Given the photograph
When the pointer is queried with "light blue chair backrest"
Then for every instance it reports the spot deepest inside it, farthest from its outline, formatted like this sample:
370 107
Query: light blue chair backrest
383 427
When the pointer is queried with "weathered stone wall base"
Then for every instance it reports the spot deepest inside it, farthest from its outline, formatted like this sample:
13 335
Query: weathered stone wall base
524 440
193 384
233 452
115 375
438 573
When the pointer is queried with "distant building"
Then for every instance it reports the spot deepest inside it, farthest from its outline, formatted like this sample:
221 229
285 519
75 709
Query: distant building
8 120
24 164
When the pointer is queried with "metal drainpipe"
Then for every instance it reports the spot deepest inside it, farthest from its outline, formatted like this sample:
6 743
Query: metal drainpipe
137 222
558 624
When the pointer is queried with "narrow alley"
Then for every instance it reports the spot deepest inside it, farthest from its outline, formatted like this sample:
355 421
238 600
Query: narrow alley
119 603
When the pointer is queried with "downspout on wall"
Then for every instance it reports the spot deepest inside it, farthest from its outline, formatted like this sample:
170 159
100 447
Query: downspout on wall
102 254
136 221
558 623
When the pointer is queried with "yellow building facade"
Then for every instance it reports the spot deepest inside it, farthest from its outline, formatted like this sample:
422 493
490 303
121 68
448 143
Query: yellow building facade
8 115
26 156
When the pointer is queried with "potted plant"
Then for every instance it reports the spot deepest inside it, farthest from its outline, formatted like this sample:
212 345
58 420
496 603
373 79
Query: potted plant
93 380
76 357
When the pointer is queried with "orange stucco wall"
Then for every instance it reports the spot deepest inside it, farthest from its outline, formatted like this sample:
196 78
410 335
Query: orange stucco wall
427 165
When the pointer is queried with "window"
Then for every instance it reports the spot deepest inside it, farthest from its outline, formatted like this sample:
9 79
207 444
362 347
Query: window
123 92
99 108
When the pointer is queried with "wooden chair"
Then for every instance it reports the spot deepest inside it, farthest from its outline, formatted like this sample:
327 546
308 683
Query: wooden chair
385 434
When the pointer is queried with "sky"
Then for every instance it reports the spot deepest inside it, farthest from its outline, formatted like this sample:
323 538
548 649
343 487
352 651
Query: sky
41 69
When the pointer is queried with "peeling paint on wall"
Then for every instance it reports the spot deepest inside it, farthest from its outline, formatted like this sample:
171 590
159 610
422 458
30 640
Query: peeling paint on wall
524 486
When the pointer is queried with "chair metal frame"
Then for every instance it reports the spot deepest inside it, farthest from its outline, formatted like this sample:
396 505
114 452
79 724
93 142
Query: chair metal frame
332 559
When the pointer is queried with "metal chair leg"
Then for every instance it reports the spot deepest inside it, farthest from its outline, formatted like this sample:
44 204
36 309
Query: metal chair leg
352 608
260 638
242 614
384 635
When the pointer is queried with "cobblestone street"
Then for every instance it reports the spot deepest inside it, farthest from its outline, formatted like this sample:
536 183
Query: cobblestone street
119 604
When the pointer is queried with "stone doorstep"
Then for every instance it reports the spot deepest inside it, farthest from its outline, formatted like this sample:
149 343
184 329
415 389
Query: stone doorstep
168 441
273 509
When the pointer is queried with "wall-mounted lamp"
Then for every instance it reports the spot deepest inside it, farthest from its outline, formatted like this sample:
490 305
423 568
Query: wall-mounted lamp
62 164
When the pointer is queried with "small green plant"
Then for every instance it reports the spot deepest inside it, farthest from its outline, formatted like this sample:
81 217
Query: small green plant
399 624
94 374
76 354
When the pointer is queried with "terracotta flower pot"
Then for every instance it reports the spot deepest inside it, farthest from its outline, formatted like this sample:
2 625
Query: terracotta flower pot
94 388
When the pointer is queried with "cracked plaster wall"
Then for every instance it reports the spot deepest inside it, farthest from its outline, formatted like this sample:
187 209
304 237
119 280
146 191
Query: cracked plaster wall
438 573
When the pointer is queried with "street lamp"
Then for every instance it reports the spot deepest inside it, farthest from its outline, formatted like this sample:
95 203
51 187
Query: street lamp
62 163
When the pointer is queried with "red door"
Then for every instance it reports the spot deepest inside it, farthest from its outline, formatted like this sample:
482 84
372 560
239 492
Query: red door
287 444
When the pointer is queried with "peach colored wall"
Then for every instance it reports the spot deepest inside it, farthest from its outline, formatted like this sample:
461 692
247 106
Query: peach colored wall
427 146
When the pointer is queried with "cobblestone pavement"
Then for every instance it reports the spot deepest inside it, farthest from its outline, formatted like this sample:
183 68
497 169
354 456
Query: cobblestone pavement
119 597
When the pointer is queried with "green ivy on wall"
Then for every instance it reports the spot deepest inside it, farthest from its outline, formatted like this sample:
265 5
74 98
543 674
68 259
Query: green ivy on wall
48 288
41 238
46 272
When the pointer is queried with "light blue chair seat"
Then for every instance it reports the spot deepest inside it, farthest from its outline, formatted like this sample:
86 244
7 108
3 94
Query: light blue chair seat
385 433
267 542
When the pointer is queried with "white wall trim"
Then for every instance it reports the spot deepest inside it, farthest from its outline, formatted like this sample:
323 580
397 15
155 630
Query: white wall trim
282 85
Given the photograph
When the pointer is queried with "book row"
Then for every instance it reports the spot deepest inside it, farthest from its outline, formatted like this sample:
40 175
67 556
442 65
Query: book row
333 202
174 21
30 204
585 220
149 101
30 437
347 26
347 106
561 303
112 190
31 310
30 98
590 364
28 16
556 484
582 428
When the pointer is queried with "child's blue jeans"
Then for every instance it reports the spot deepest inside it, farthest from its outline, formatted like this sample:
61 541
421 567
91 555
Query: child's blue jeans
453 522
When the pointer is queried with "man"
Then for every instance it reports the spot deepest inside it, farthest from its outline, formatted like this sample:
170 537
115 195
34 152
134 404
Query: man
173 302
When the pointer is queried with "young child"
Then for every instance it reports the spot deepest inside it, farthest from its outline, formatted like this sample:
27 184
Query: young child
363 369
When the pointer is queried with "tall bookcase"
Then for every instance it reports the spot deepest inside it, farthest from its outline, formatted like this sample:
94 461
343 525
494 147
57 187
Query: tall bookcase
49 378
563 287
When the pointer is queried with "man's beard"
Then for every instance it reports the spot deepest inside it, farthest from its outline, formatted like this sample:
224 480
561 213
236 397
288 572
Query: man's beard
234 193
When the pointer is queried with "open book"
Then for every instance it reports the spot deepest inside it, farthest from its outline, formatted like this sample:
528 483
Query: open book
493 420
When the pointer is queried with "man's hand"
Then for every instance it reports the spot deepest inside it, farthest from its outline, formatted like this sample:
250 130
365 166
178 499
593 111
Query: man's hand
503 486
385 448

Exercise instructions:
Return all of the data above, keeping every line exactly as it appears.

Written solution:
Given the photograph
When the pointer is queried with "light blue chair backrest"
Then for every instance it reports the spot deepest inside it, farthest from its outline, formatted like this sample:
370 107
Query: light blue chair backrest
383 427
When the pointer is queried with "weathered stone wall base"
Then for every instance it reports the spot deepest inside it, farthest from its outline, formatted like this sample:
13 335
Query: weathered stone wall base
524 440
193 384
233 452
115 375
438 573
When the pointer is queried with "distant building"
Then for every instance it reports the spot deepest inside it, farthest from its outline, formatted like this sample:
221 229
285 519
75 709
Query: distant building
8 120
24 164
When the pointer is queried with "metal drainpipe"
Then for every instance it reports the spot deepest inside it, farthest from its outline, formatted like this sample:
6 743
Query: metal drainpipe
137 222
558 624
When the pointer is queried with "narrow alley"
Then for every instance it reports the spot deepest inside it, farthest from its outline, formatted like this sample:
355 421
238 600
Query: narrow alley
119 603
When the pointer is queried with "downspout on wall"
Then for every instance it reports the spot deepest inside it, farthest from its outline, formatted like this sample:
170 159
100 447
Query: downspout on wall
102 254
136 221
558 623
When the pointer is queried with "yellow building facade"
Then for every instance it reports the spot deepest inside it, farthest from its outline, formatted like this sample:
422 493
490 303
121 68
448 143
Query: yellow building facade
8 115
26 156
When the pointer is queried with "potted plant"
Then for every instance it reports the spot deepest inside it, farthest from its outline, formatted like this sample:
212 345
58 420
496 603
373 79
Query: potted plant
93 380
76 357
When the pointer is queried with "orange stucco wall"
Then for every instance it reports the spot deepest inside it, farthest from its outline, formatted like this sample:
196 78
410 335
Query: orange stucco wall
427 165
When the pointer is queried with "window"
Then for every instance it reports the spot deepest inside it, farthest from its outline, formatted like this sample:
9 79
207 444
362 347
Query: window
123 92
99 108
When the pointer is queried with "wooden chair"
Then for every instance it reports the spot deepest inside it, farthest from its outline, formatted like this sample:
327 546
308 683
Query: wooden chair
385 434
When the pointer is queried with "sky"
Then for every instance it reports the spot deepest inside it, farthest from its outline, formatted like this sample:
323 538
548 649
343 487
352 651
Query: sky
41 69
When the pointer is queried with "peeling paint on wall"
Then for every instance it reports the spot deepest inside it, farthest from its outline, formatted like this sample:
171 590
159 610
422 458
30 640
Query: peeling paint on wall
524 486
When the pointer is queried with "chair metal frame"
Then for every instance it reports the spot deepest inside it, farthest from its outline, formatted like this sample:
396 505
114 452
79 724
93 142
Query: chair metal frame
332 559
When the pointer is queried with "metal chair leg"
Then for every instance it reports the spot deepest inside it, farthest from its outline, formatted like this sample:
44 204
36 309
Query: metal chair leg
352 608
260 638
242 614
384 635
When the pointer is queried with "cobblestone street"
Then for every instance it reports the spot deepest inside it, farthest from its outline, formatted like this sample:
536 183
Query: cobblestone street
119 604
When the pointer is queried with "stone doorstep"
Then for every instance it reports the spot deepest inside it, farthest from its outline, formatted like this sample:
149 343
184 329
415 389
Query: stone doorstep
168 441
273 509
When the pointer is queried with "wall-mounted lamp"
Then for every instance it reports the spot deepest inside it, farthest from its outline, formatted like this sample:
490 305
423 568
Query: wall-mounted lamp
62 164
When the pointer is queried with "small green plant"
Then for every instance it reports the spot deepest inside it, farthest from its outline, formatted like this sample:
81 217
Query: small green plant
399 624
94 374
76 354
When the pointer is queried with "terracotta flower pot"
Then for every instance it reports the spot deepest inside it, farthest from its outline, formatted like this sample:
2 625
Query: terracotta flower pot
94 388
When the pointer is queried with "cracked plaster wall"
Then for every instance it reports the spot deepest inside it, farthest from its outline, formatted like this sample:
187 209
304 237
119 280
146 191
Query: cracked plaster wall
438 573
When the pointer is queried with "street lamp"
Then for every instance it reports the spot deepest inside it, farthest from its outline, formatted like this sample:
95 203
51 187
Query: street lamp
62 163
When the pointer is queried with "red door"
Then for every instance it reports the spot deepest inside it, farthest from its outline, formatted like this sample:
482 84
372 560
239 492
Query: red door
287 444
When the pointer is queried with "peach colored wall"
Then for every instance it reports the spot deepest inside it, farthest from its outline, formatted like this sample:
461 692
247 106
Query: peach colored wall
427 146
When the pointer is queried with "cobblestone pavement"
Then for every instance it reports the spot deepest inside it, farthest from its outline, formatted like this sample:
183 68
497 169
354 456
Query: cobblestone pavement
119 597
When the pointer is queried with "green ivy on wall"
Then for every instance it reports the spot deepest inside it, farthest from its outline, formatted like this sample:
265 5
74 98
543 674
68 259
Query: green ivy on wall
48 288
41 238
46 272
When the pointer is queried with "light blue chair seat"
Then for every instance it reports the spot deepest inside it, farthest from its outline, formatted like this sample:
86 244
7 108
3 94
Query: light blue chair seat
385 433
267 542
When the pointer is queried with "white wall trim"
Then for every instance it reports the spot deepest inside it, farthest from its outline, formatted like this sample:
323 580
397 15
155 630
Query: white wall trim
282 85
Given the photograph
When the pointer is queried with "book row"
Then for every instance it reports the spot deepest inside it, farthest from its outline, formatted like this sample:
40 175
67 556
442 65
Query: book row
333 202
174 21
30 204
585 220
149 101
30 437
347 26
347 106
561 303
112 190
31 310
30 98
590 364
28 16
556 484
582 428
When the pointer is queried with "child's blue jeans"
Then for every instance it reports the spot deepest inside it, farthest from its outline, formatted like this sample:
61 541
421 567
91 555
Query: child's blue jeans
453 522
When the pointer is queried with "man"
Then for every instance it reports the spot deepest inside it, farthest from its outline, formatted like this sample:
170 537
115 195
34 152
134 404
Query: man
173 302
When the pointer is queried with "young child"
Then for every instance it reports the spot deepest inside it, farthest from its outline, formatted like this sample:
27 184
Query: young child
363 369
When the pointer is queried with "tall bookcase"
Then for every instance it reports the spot deepest inside it, farthest from its outline, formatted like this sample:
94 461
343 525
494 147
57 187
Query: tall bookcase
49 378
563 287
When the pointer is queried with "man's beard"
Then for every instance it reports the spot deepest inside it, farthest from its outline, formatted like this sample:
224 480
561 213
236 397
288 572
Query: man's beard
234 193
When the pointer is queried with "open book"
Then for every instance it reports the spot deepest inside it, farthest from its outline, formatted like this sample:
528 483
Query: open book
493 420
When the pointer is queried with "man's hand"
Then for every instance it reports the spot deepest inside it, farthest from its outline, formatted like this sample:
250 130
365 166
178 499
593 111
Query: man's hand
503 486
385 448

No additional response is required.